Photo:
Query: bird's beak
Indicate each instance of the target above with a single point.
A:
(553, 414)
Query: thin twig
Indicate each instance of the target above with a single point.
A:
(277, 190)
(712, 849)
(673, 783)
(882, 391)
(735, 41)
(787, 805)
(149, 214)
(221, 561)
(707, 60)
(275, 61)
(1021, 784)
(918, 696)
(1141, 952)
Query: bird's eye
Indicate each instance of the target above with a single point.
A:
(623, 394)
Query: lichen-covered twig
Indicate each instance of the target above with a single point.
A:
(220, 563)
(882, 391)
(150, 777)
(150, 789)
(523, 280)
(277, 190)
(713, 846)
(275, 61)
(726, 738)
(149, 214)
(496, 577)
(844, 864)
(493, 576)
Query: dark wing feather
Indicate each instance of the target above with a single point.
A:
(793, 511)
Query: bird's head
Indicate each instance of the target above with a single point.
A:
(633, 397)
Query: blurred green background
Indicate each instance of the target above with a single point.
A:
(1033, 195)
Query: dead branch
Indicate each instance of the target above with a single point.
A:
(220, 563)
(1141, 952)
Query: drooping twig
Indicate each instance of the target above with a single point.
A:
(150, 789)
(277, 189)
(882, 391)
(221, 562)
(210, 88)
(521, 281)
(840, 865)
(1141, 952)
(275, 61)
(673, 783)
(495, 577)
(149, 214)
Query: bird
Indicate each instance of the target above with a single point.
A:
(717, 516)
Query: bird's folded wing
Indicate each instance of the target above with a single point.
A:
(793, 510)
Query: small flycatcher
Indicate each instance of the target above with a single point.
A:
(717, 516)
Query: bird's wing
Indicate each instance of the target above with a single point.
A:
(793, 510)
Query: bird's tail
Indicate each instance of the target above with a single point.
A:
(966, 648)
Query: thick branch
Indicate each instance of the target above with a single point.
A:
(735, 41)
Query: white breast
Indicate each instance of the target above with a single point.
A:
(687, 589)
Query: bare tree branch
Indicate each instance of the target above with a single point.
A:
────────────────────────────────────────
■ **What you need to do**: Copy each line above where "wing" appears.

■ **Exercise answer**:
Query: dark wing feather
Query: bird's folded wing
Query: bird's wing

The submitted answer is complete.